━━ DATASET ENTRIES ━━

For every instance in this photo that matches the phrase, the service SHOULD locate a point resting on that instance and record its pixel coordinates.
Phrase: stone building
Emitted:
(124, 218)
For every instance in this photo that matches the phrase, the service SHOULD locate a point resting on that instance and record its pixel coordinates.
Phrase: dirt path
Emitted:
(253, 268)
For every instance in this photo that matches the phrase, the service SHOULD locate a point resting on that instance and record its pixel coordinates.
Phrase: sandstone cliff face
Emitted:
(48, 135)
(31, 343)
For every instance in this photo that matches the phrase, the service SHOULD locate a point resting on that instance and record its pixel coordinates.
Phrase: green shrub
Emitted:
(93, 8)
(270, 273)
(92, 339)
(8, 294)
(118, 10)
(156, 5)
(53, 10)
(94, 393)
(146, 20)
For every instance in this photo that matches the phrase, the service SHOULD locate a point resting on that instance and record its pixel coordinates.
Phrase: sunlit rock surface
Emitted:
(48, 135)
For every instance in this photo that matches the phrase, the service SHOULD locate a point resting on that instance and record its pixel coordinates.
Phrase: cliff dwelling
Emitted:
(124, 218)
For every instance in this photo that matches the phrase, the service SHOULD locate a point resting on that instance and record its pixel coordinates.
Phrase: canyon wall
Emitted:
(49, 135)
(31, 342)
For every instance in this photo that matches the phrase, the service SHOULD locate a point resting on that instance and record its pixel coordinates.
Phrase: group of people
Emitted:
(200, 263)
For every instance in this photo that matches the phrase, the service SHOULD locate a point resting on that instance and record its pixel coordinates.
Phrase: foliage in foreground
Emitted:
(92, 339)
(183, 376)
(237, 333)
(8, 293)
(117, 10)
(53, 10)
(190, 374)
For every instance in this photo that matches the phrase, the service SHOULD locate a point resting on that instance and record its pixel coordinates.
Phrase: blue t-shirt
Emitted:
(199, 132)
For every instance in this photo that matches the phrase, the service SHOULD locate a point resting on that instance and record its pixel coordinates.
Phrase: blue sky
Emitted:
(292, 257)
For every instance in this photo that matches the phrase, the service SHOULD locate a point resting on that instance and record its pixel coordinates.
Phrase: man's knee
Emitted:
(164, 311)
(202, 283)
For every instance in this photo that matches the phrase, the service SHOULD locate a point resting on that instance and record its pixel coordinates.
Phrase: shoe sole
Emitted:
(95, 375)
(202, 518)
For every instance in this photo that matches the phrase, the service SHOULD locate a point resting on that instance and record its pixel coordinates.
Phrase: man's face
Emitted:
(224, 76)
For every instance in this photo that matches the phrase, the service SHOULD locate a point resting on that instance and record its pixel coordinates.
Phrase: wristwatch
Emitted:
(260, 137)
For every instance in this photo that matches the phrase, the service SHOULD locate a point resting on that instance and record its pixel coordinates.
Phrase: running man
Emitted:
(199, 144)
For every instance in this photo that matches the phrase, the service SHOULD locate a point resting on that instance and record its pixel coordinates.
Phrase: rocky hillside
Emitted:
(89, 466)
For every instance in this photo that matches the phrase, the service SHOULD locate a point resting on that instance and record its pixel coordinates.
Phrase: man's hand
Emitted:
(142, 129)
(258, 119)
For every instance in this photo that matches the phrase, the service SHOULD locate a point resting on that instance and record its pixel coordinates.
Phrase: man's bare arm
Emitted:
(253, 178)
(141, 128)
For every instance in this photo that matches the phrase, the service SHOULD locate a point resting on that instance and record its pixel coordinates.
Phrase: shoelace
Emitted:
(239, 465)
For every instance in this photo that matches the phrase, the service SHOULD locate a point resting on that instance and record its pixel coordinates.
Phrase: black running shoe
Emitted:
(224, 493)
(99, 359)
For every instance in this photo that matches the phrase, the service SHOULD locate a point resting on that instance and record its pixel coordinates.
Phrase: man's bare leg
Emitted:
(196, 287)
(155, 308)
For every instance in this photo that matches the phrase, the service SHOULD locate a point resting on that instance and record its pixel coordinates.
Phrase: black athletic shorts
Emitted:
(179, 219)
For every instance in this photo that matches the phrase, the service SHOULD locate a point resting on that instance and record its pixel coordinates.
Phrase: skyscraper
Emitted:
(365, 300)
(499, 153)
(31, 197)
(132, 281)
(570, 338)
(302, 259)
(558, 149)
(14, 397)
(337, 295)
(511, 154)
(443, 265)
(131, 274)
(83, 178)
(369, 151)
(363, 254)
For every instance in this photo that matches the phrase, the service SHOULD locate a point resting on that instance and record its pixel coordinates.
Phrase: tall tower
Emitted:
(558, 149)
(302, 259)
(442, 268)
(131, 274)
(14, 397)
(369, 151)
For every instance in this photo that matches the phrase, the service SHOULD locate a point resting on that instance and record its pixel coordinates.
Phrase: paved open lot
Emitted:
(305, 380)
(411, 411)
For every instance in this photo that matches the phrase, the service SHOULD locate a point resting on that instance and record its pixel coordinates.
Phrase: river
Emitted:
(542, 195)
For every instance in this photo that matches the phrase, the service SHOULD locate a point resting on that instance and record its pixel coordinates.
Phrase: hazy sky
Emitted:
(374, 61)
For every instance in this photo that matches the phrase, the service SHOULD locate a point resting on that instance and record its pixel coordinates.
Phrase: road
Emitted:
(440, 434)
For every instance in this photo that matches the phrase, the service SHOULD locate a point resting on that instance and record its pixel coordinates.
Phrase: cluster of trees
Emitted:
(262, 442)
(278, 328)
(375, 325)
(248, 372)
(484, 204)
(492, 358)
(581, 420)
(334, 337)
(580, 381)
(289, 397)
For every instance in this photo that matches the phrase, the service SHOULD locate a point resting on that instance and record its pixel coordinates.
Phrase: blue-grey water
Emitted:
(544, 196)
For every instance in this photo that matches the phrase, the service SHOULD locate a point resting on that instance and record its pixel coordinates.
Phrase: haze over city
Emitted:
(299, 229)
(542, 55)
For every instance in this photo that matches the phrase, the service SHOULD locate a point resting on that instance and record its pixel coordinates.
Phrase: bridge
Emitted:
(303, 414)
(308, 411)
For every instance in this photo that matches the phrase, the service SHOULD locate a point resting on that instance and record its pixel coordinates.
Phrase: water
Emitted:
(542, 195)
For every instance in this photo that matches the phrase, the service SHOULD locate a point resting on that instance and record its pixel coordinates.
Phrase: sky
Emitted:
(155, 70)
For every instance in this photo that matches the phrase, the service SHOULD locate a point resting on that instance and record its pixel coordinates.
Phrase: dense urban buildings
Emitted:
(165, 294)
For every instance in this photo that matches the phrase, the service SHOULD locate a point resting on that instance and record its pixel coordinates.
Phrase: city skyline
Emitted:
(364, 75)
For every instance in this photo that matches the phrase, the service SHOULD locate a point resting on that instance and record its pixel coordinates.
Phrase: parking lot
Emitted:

━━━

— OBJECTIVE —
Repeat the listing in full, keeping every line exactly as it is.

— REPLY TO THE TASK —
For every instance in this photo that matches the phrase, the service SHOULD locate a point resting on that instance and record its pixel coordinates.
Phrase: stone building
Emitted:
(124, 218)
For every instance in this photo that matches the phrase, the service SHOULD locate a point resting on that instance and record its pixel coordinates.
Phrase: dirt path
Emitted:
(253, 268)
For every instance in this photo that matches the phrase, the service SHOULD locate a point resting on that instance and record its pixel coordinates.
Phrase: sandstone cliff face
Emitted:
(48, 135)
(31, 343)
For every instance in this photo that matches the phrase, the service SHOULD locate a point resting on that instance and record its pixel coordinates.
Phrase: green shrub
Emitted:
(93, 8)
(270, 273)
(92, 339)
(8, 294)
(118, 10)
(156, 5)
(53, 10)
(94, 393)
(146, 20)
For every instance in this photo that matches the phrase, the service SHOULD locate a point resting on that instance and record its pixel coordinates.
Phrase: sunlit rock surface
Emitted:
(48, 135)
For every instance in this photo that matches the phrase, the service SHOULD locate a point resting on that instance and record its pixel coordinates.
Phrase: cliff dwelling
Emitted:
(124, 218)
For every instance in this photo that matches the phrase, the service SHOULD locate a point resting on that instance and record its pixel coordinates.
Phrase: canyon wall
Emitted:
(49, 135)
(31, 342)
For every instance in this photo that matches the phrase, the service SHOULD locate a point resting on that instance and record its pixel coordinates.
Phrase: group of people
Emitted:
(200, 263)
For every instance in this photo that matches the phrase, the service SHOULD locate a point resting on that instance and record its pixel coordinates.
Phrase: foliage in foreground
Emitted:
(92, 339)
(183, 376)
(237, 333)
(8, 293)
(117, 10)
(53, 10)
(190, 374)
For every instance in this photo that matches the phrase, the service SHOULD locate a point resting on that instance and record its pixel coordinates.
Phrase: blue t-shirt
Emitted:
(199, 132)
For every instance in this photo that matches the phrase, the service SHOULD locate a point resting on that instance and record its pixel coordinates.
Phrase: blue sky
Emitted:
(292, 257)
For every instance in this photo that matches the phrase, the service SHOULD locate a point resting on that instance and record its pixel coordinates.
Phrase: man's knee
Emitted:
(164, 311)
(202, 283)
For every instance in this photo that matches the phrase, the service SHOULD locate a point resting on that instance and record its pixel coordinates.
Phrase: shoe sole
Emitted:
(95, 375)
(202, 518)
For every instance in this photo that matches the phrase, the service SHOULD locate a point resting on that instance and record its pixel coordinates.
Phrase: man's face
Emitted:
(224, 76)
For every instance in this photo that matches the phrase, the service SHOULD locate a point resting on that instance and record its pixel coordinates.
Phrase: wristwatch
Emitted:
(260, 137)
For every instance in this photo that matches the phrase, the service SHOULD locate a point resting on that instance and record its pixel coordinates.
Phrase: running man
Emitted:
(199, 144)
For every instance in this photo that matches the phrase, the service SHOULD locate a point resting on that instance and record its pixel coordinates.
Phrase: rocky hillside
Emitted:
(89, 466)
For every instance in this photo that matches the phrase, the service SHOULD locate a point resting on that instance and record its pixel coordinates.
Phrase: man's hand
Emitted:
(142, 129)
(258, 119)
For every instance in this photo that matches the phrase, the service SHOULD locate a point resting on that instance and record its pixel coordinates.
Phrase: man's bare arm
Emitted:
(253, 178)
(141, 128)
For every instance in this photo that matches the phrase, the service SHOULD locate a point resting on that instance and record its pixel coordinates.
Phrase: shoelace
Emitted:
(239, 465)
For every instance in this photo that matches the phrase, the service SHOULD locate a point resting on that instance and record its pixel coordinates.
Phrase: black running shoe
Emitted:
(224, 493)
(99, 359)
For every instance in this photo that matches the phrase, the service SHOULD locate a point resting on that instance and record its pixel coordinates.
Phrase: man's bare leg
Emitted:
(196, 287)
(155, 308)
For every instance in this photo that matches the phrase, the service SHOULD locate a point resting on that instance and record its pixel coordinates.
Phrase: black athletic shorts
Emitted:
(179, 219)
For every instance in this photo that matches the phrase, the service SHOULD locate a point resting on that instance and record its pixel coordinates.
Phrase: skyscraper
Emitted:
(365, 300)
(499, 153)
(31, 197)
(132, 281)
(570, 338)
(302, 259)
(558, 149)
(14, 397)
(337, 295)
(511, 154)
(443, 265)
(131, 274)
(83, 178)
(369, 151)
(363, 254)
For every instance in this photo that matches the phrase, the service SHOULD locate a point resting on that instance and record its pixel coordinates.
Phrase: tall tower
Emitted:
(558, 149)
(302, 259)
(442, 268)
(131, 274)
(14, 397)
(369, 151)
For every instance in this photo that matches the phrase, the service SHOULD locate a point resting on that instance and record its pixel coordinates.
Phrase: paved open lot
Emitted:
(305, 380)
(411, 411)
For every instance in this photo that matches the phrase, the service SHOULD locate a point resting on that instance and record its pixel coordinates.
Phrase: river
Emitted:
(542, 195)
For every instance in this photo that matches the phrase, the service SHOULD locate a point resting on that instance and record its pixel coordinates.
Phrase: hazy sky
Emitted:
(374, 61)
For every instance in this photo that matches the phrase, the service SHOULD locate a point resting on that instance and record its pixel coordinates.
Phrase: road
Emitted:
(440, 434)
For every instance in this photo that matches the phrase, the service SHOULD locate a point resting on that instance and record its pixel coordinates.
Phrase: cluster of trees
Emitted:
(262, 442)
(278, 328)
(375, 325)
(248, 372)
(484, 204)
(492, 358)
(581, 420)
(334, 337)
(580, 381)
(289, 397)
For every instance in this photo that matches the phrase, the service SHOULD locate a point resting on that instance and record its pixel coordinates.
Phrase: blue-grey water
Emitted:
(544, 196)
For every instance in this photo that matches the phrase, the service SHOULD locate a point resting on that instance and record its pixel coordinates.
Phrase: haze over city
Emitted:
(299, 229)
(542, 55)
For every instance in this photo that matches the phrase, the service SHOULD locate a point resting on that instance and record its pixel coordinates.
Phrase: bridge
Emitted:
(303, 414)
(308, 411)
For every instance in this photo that matches the phrase, the service SHOULD locate a point resting on that instance and record its pixel coordinates.
Phrase: water
Emitted:
(542, 195)
For every instance in this photo that matches the phrase, the service SHOULD locate a point resting on that instance and record its pixel coordinates.
Phrase: sky
Emitted:
(155, 70)
For every instance in this photo that matches the phrase, the service SHOULD locate a point resting on that instance and record its pixel coordinates.
Phrase: dense urban buildings
Emitted:
(165, 294)
For every instance in this photo that matches the phrase, the service SHOULD locate a point resting on that instance and record its pixel coordinates.
Phrase: city skyline
Emitted:
(364, 75)
For every instance in this photo that matches the phrase, the service SHOULD locate a point resting on that instance and record its pixel coordinates.
Phrase: parking lot
Emitted:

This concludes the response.